> AVAILABLE DATA

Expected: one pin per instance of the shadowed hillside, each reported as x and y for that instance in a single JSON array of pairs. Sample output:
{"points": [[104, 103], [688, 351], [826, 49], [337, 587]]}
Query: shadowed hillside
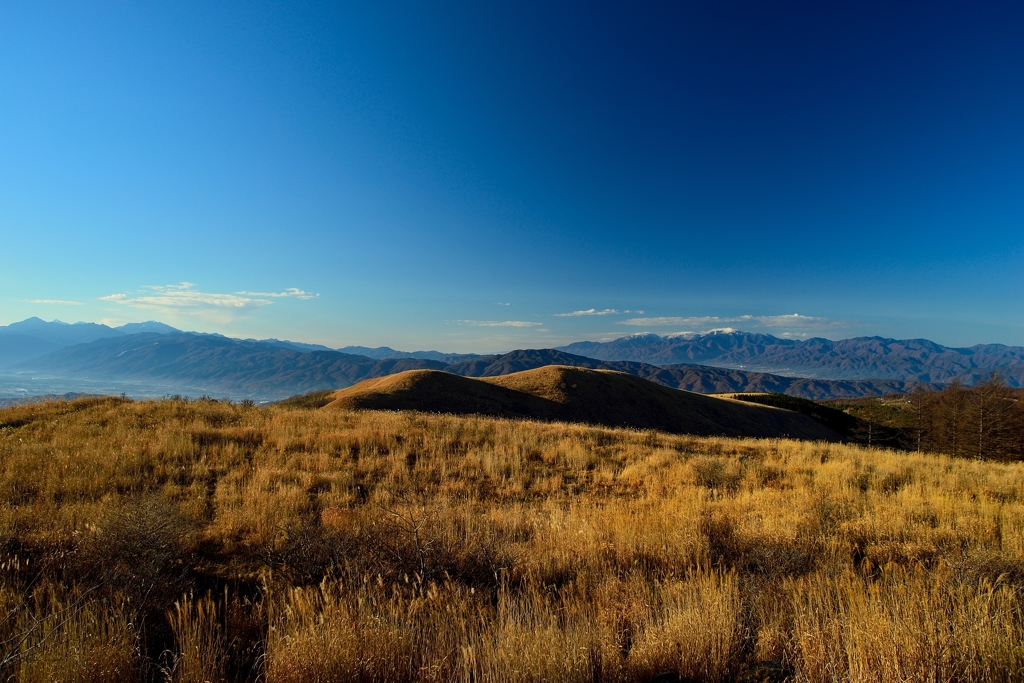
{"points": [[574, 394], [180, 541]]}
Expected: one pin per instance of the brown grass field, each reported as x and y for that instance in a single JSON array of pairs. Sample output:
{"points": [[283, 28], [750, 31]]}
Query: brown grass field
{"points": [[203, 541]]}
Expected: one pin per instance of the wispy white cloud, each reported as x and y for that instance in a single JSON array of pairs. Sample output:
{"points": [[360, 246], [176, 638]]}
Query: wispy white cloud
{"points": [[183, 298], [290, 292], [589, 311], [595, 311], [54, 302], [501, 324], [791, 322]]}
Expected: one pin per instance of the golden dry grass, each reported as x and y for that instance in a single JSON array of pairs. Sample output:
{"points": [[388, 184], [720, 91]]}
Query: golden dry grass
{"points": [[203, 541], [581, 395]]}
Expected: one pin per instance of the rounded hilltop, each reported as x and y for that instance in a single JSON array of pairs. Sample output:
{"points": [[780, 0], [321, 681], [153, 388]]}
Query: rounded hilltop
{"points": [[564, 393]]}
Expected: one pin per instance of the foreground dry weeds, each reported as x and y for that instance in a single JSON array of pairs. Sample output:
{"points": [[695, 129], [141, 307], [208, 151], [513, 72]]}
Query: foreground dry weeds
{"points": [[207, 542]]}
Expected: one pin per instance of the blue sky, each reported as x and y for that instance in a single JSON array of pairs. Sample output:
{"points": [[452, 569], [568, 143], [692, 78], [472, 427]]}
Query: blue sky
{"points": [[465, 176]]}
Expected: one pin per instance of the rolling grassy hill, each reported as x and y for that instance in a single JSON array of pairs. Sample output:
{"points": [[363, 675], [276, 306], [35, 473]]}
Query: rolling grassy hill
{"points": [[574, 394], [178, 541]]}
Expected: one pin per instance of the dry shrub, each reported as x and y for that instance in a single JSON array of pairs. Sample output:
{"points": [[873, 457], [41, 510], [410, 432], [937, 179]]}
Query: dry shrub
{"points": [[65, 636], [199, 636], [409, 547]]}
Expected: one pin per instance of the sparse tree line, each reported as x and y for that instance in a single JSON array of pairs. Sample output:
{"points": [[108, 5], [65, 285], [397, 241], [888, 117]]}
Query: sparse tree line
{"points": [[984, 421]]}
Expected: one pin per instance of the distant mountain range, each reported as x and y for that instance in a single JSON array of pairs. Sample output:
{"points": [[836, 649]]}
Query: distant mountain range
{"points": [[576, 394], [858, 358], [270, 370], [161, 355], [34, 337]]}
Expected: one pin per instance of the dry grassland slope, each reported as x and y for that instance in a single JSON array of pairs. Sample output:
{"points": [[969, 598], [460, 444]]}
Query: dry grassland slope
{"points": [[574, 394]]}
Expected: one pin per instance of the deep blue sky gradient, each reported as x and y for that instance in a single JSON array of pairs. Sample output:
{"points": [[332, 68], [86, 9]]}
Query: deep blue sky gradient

> TRY IT
Could you print the data exactly as it appears and keep the pictures out?

> WRITTEN REPLY
Expected: one pin per instance of the shadowed hillside, each reported as x and y for that instance in a single JSON array of pairs. Sample output:
{"points": [[104, 103], [688, 351], [826, 49], [337, 587]]}
Query: shadowed hillside
{"points": [[574, 394], [180, 541]]}
Expected: one pin per instance of the brown grass field, each reported as x and y for that instance in a single JSON array of pairs. Sample output:
{"points": [[283, 28], [750, 31]]}
Query: brown grass field
{"points": [[203, 541]]}
Expected: one pin per instance of the wispy white cloud, each reported as x and y for that instance in a single JSON array of pairs. Sample output:
{"points": [[360, 246], [176, 638]]}
Query: wispy white cloud
{"points": [[183, 298], [290, 292], [589, 311], [595, 311], [54, 302], [501, 324], [791, 322]]}
Expected: one pin per instance of the golden dry grass, each reported as x and y for that instance in a single JSON array of pairs. Sample output:
{"points": [[388, 184], [720, 91]]}
Query: golden dry grass
{"points": [[203, 541], [581, 395]]}
Expected: one pin per instance of the rounded hilltop, each reported as x and y for that instance in a single JSON array of pairs. Sample output:
{"points": [[780, 0], [321, 681], [153, 388]]}
Query: rounded hilltop
{"points": [[564, 393]]}
Expected: one pin per instance of the foreground dry weeds, each reported as x and y for that instance in a single JSON array of pairs. Sample output:
{"points": [[695, 129], [141, 307], [208, 151], [513, 72]]}
Query: foreground dry weeds
{"points": [[207, 542]]}
Expected: one pin per instance of the blue sky, each reported as x and y for that instance in a single JSON array of pairs. Sample output:
{"points": [[452, 569], [568, 143], [692, 78], [472, 427]]}
Query: blue sky
{"points": [[465, 176]]}
Expected: one pin per instance of the rolling grassy hill, each reported as x and y for that instance in a single JSON array of pairs. Sample output:
{"points": [[363, 675], [276, 306], [35, 473]]}
Query: rolling grassy hill
{"points": [[574, 394], [178, 541]]}
Expected: one pin per instance of the dry shrub, each reported as x and y for that instance in a single JSON array of pairs. Sample output:
{"points": [[873, 457], [41, 510], [410, 432], [937, 179]]}
Query: dry shrub
{"points": [[65, 636], [199, 636], [409, 547]]}
Expected: one pin per instance of the sparse tree line, each reported as x and y for that instance in a single JSON array of pairs. Sample output:
{"points": [[108, 5], [65, 285], [397, 241], [888, 117]]}
Query: sparse tree line
{"points": [[984, 421]]}
Expected: one pin per instance of the distant mountain range, each reported as x and y for that instance in a single JSON array of pairs. Sample output:
{"points": [[836, 649]]}
Query: distant mountain range
{"points": [[576, 394], [858, 358], [270, 370], [161, 355], [34, 337]]}
Expected: one pin per instance of the dry grassland slope, each reported as x and y for that instance in a single JSON array of pairs. Sample output:
{"points": [[969, 598], [460, 444]]}
Query: dry grassland slope
{"points": [[574, 394]]}
Expected: one pin per instance of the deep blue sky gradient, each reported as x and y for that instance in a single JSON array of pairs. Sample output:
{"points": [[332, 68], [86, 9]]}
Query: deep blue sky gradient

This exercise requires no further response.